> [Problem to solve]:
Reproduce the records exactly.
• • • • • • •
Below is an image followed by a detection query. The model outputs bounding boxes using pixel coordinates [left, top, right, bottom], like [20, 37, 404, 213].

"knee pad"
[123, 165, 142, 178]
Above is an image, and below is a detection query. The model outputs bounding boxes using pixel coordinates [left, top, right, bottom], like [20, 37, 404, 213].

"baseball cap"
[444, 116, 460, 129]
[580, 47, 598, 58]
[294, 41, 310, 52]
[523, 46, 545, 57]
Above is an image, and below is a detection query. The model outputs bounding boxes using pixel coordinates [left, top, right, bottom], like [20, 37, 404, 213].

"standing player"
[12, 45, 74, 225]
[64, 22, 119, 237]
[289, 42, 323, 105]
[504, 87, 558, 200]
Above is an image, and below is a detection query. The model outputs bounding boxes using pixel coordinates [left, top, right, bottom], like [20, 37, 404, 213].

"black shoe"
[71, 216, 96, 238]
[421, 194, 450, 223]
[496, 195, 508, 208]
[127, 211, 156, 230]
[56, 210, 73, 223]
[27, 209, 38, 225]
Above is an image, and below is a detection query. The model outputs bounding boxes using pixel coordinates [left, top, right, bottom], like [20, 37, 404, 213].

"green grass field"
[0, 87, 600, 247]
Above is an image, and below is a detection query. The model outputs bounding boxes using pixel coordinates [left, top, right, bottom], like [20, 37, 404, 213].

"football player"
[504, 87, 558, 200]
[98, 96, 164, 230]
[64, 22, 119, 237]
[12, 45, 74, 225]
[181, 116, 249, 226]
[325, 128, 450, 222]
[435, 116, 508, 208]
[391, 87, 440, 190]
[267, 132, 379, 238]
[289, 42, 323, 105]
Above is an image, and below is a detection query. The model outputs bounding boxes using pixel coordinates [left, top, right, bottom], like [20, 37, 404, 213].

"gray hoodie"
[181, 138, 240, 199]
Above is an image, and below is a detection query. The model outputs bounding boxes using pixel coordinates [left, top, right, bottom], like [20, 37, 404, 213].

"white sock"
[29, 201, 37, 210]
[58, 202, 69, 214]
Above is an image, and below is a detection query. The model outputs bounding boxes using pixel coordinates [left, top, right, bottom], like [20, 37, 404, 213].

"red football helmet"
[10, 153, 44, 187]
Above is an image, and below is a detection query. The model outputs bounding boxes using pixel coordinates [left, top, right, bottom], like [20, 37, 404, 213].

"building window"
• • • • • • •
> [Result of the exercise]:
Below is an image followed by a detection query. The model outputs bounding boxes using pixel coordinates [left, top, right, bottom], like [20, 37, 404, 213].

"knee pad"
[123, 165, 142, 178]
Above is an image, and below is a detection query. The model outputs bounding boxes using pixel coordinates [left, top, right, bottom], like [20, 37, 404, 213].

"baseball cap"
[444, 116, 460, 129]
[580, 47, 598, 58]
[294, 41, 310, 52]
[523, 46, 545, 57]
Above is an image, and below is a detection query. The model outputs bounding boxes using pixel coordinates [left, top, right, bottom], like [20, 37, 404, 213].

"standing player"
[12, 45, 74, 225]
[64, 22, 119, 237]
[289, 42, 323, 105]
[504, 87, 558, 200]
Above is an image, and below is a detection query. The model outputs bounding boxes using pixel coordinates [left, top, right, bottom], like [20, 37, 404, 213].

"black shoe"
[71, 216, 96, 238]
[421, 194, 450, 223]
[496, 195, 508, 208]
[127, 211, 156, 230]
[56, 210, 73, 223]
[27, 209, 38, 225]
Above is an image, and below is a detection query. The model outputs bounding boxes using pixel coordinates [left, top, right, bottom], like [20, 37, 404, 213].

"green grass field"
[0, 87, 600, 247]
Above is an image, and below is a detection query. The model outputs bounding boxes using pixel coordinates [left, top, right, bottom], like [20, 37, 404, 213].

"football player"
[504, 87, 558, 200]
[98, 96, 164, 230]
[64, 22, 119, 237]
[12, 45, 74, 225]
[181, 116, 249, 226]
[325, 128, 450, 222]
[435, 116, 508, 208]
[391, 87, 440, 190]
[267, 132, 379, 238]
[289, 42, 323, 105]
Above is an image, and below is a detection query. The model outputs bounding boxes using pixel coordinates [left, top, right, bottom], like [20, 37, 404, 213].

"gray hoodie"
[181, 138, 240, 199]
Above is an image, and below is a detection query. The model outputs bounding boxes using pixel coordinates [left, top, right, bottom], like [20, 37, 404, 213].

"white sock"
[29, 201, 37, 210]
[58, 202, 69, 214]
Above is an image, and below is a detection query. The model outputs bounding boxes using pixel coordinates [left, top, right, bottom], like [20, 37, 404, 213].

"red football helmet"
[10, 153, 44, 187]
Above is an image, and below is a detection query. The model outputs bounding boxes using pixel coordinates [left, top, right, bottom], like [20, 37, 404, 213].

"building window"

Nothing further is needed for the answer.